● Text segment
## Begin
= Intersection number =

Generalized notion of counting curve intersections

In mathematics, and especially in algebraic geometry, the intersection number generalizes the intuitive notion of counting the number of times two curves intersect to higher dimensions, multiple (more than 2) curves, and accounting properly for tangency. One needs a definition of intersection number in order to state results like Bézout's theorem.

The intersection number is obvious in certain cases, such as the intersection of the x- and y-axes in a plane, which should be one. The complexity enters when calculating intersections at points of tangency, and intersections which are not just points, but have higher dimension. For example, if a plane is tangent to a surface along a line, the intersection number along the line should be at least two. These questions are discussed systematically in intersection theory.

== Definition for Riemann surfaces ==

Let X be a Riemann surface. Then the intersection number of two closed curves on X has a simple definition in terms of an integral. For every closed curve c on X (i.e., smooth function $c : S^1 \to X$), we can associate a differential form $\eta_c$ of compact support, the Poincaré dual of c, with the property that integrals along c can be calculated by integrals over X:

$\int_c \alpha = -\iint_X \alpha \wedge \eta_c = (\alpha, *\eta_c)$, for every closed (1-)differential $\alpha$ on X,

where $\wedge$ is the wedge product of differentials, and $*$ is the Hodge star. Then the intersection number of two closed curves, a and b, on X is defined as

$a \cdot b := \iint_X \eta_a \wedge \eta_b = (\eta_a, -*\eta_b) = -\int_b \eta_a$.

The $\eta_c$ have an intuitive definition as follows. They are a sort of dirac delta along the curve c, accomplished by taking the differential of a unit step function that drops from 1 to 0 across c. More formally, we begin by defining for a simple closed curve c on X, a function f_{c} by letting $\Omega$ be a small strip around c in the shape of an annulus. Name the left and right parts of $\Omega \setminus c$ as $\Omega^{+}$ and $\Omega^{-}$. Then take a smaller sub-strip around c, $\Omega_0$, with left and right parts $\Omega_0^{-}$ and $\Omega_0^{+}$. Then define f_{c} by

$$f_c(x) = \begin{cases} 1, & x \in \Omega_0^{-} \\ 0, & x \in X \setminus \Omega^{-} \\ \mbox{smooth interpolation}, & x \in \Omega^{-} \setminus \Omega_0^{-} \end{cases}$$.

The definition is then expanded to arbitrary closed curves. Every closed curve c on X is homologous to $\sum_{i=1}^N k_i c_i$ for some simple closed curves c_{i}, that is,

$\int_c \omega = \int_{\sum_i k_i c_i} \omega = \sum_{i=1}^N k_i \int_{c_i} \omega$, for every differential $\omega$.

Define the $\eta_c$ by

$\eta_c = \sum_{i=1}^N k_i \eta_{c_i}$.

== Definition for algebraic varieties ==

The usual constructive definition in the case of algebraic varieties proceeds in steps. The definition given below is for the intersection number of divisors on a nonsingular variety X.
## End
● Work to do
A: In the intersection number article, shorten the paragraph beginning "The intersection number is obvious in certain cases" while keeping its main facts.
B: According to the intersection number article, which theorem needs a definition of intersection number before it can be stated?
C: List every way, named in the intersection number article's opening paragraph, in which the intersection number extends the simple idea of counting how many times two curves meet.
The data that comes next has nothing to do with the intersection number article.

● Data excerpt
## Begin
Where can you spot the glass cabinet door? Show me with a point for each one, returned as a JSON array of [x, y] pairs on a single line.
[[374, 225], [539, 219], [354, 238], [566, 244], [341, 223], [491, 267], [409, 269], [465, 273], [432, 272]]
## End
● The results
A: The intersection number is obvious in simple cases, such as the x- and y-axes in a plane, which meet once. It gets harder at points of tangency and where the intersection has higher dimension than a point. For example, a plane tangent to a surface along a line should have an intersection number of at least two along that line. Intersection theory studies these questions systematically.

B: Bézout's theorem.

C:
- It extends the idea to higher dimensions.
- It extends it to multiple (more than 2) curves.
- It accounts properly for tangency.